##### Records for the task

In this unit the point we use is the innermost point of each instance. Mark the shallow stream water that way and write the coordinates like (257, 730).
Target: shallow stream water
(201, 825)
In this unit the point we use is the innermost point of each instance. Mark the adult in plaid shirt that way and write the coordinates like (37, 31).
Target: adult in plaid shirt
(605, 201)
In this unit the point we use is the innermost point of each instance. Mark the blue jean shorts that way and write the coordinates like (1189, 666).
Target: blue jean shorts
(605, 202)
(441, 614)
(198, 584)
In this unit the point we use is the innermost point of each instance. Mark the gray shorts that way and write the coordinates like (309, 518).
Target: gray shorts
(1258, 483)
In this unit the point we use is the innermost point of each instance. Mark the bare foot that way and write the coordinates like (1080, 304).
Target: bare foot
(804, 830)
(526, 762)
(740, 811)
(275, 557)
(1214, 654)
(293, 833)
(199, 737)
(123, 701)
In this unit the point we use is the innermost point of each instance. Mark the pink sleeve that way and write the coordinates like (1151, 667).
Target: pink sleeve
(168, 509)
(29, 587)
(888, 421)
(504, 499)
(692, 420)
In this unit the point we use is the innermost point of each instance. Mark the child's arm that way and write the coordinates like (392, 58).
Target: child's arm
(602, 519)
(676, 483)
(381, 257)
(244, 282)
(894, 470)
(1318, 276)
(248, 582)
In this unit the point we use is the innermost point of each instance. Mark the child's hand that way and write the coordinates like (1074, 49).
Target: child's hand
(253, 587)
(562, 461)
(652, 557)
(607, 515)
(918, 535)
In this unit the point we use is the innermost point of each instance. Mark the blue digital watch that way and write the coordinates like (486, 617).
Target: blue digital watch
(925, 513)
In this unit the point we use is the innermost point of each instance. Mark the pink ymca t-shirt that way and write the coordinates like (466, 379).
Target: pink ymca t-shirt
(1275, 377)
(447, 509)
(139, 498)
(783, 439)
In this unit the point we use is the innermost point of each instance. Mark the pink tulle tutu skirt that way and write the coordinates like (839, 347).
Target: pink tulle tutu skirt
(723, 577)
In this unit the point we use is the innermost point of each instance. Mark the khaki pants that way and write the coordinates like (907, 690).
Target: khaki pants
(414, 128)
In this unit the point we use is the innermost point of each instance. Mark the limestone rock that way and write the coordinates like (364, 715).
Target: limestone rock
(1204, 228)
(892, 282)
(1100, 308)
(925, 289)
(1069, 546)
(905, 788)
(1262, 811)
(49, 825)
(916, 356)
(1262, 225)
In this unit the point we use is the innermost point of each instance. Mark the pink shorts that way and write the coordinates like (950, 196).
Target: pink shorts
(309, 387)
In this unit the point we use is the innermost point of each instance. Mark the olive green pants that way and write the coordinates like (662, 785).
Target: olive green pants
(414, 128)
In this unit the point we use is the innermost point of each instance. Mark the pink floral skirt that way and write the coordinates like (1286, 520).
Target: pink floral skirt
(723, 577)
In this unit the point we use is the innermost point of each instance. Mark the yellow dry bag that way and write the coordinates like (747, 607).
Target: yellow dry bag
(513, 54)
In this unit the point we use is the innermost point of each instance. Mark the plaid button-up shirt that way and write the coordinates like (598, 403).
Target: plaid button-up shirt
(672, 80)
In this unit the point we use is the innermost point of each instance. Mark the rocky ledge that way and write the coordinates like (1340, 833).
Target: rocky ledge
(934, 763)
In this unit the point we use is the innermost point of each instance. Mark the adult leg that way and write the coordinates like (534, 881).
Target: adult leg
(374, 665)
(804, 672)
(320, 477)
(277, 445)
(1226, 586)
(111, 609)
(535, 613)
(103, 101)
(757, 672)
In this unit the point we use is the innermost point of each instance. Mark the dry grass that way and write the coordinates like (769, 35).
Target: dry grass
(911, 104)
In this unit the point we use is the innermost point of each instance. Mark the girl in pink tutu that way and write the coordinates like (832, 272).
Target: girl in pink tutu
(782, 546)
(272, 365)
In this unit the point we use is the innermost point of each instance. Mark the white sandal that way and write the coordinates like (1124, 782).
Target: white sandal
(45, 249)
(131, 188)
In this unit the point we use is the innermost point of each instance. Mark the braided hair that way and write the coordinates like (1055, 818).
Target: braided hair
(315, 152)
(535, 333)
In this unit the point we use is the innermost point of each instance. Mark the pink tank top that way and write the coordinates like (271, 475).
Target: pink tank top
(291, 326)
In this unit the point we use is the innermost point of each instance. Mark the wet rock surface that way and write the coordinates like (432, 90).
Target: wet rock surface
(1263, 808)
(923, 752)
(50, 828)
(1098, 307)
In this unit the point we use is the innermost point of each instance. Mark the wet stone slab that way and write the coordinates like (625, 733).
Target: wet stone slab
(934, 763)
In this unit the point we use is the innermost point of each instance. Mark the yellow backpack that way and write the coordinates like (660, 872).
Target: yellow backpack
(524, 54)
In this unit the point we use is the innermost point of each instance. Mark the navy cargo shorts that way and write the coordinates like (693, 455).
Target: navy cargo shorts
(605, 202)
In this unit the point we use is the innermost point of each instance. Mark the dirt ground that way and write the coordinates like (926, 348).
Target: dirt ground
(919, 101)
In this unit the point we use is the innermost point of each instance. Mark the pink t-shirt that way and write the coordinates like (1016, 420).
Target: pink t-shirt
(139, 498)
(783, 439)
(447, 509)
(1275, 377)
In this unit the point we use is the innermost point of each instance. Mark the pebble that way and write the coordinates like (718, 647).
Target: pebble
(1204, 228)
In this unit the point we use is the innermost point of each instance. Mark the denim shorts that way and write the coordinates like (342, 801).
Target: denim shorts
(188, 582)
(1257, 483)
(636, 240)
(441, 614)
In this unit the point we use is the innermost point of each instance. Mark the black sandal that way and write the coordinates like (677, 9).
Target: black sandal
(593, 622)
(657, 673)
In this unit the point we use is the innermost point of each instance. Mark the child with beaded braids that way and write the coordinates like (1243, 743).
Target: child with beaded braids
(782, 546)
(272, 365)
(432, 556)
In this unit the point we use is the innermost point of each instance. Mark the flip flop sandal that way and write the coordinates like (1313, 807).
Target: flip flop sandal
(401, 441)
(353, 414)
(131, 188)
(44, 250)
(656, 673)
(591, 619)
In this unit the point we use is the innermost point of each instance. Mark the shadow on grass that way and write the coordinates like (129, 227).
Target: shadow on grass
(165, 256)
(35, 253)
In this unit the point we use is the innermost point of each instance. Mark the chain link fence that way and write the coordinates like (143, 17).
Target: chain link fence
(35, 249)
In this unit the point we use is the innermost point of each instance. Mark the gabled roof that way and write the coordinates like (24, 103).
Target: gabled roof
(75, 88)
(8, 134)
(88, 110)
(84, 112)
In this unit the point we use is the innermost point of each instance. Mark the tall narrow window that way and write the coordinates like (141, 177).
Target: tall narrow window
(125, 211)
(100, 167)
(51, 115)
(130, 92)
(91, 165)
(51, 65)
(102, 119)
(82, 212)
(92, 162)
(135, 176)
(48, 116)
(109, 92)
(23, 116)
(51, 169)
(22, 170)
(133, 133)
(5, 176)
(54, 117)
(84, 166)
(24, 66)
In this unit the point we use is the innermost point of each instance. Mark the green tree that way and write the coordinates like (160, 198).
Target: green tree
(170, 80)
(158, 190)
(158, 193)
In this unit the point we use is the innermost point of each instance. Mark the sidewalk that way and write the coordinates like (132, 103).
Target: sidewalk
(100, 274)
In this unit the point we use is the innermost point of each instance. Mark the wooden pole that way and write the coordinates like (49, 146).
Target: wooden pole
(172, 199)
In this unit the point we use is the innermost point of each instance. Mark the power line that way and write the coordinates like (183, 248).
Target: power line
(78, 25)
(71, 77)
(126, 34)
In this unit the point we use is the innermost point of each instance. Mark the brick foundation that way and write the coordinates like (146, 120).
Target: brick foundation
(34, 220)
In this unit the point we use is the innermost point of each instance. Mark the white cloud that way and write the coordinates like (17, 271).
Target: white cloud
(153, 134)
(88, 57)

##########

Instructions to follow: The lines to retype run from the start of the entries through the line containing "like (1189, 666)."; reproduce them exactly and add nothing.

Expected answer:
In this unit the point we use is the innermost point of each instance. Mark the shallow stream water that way and write the coordinates like (257, 730).
Target: shallow stream water
(201, 825)
In this unit the point we use is the innermost point of each instance. Mark the adult in plaid shirt that way and write the coordinates like (37, 31).
Target: adult in plaid shirt
(605, 201)
In this unit the point we use is the innermost point of each instance. Mark the blue jean shorts that way and write the coordinates like (1189, 666).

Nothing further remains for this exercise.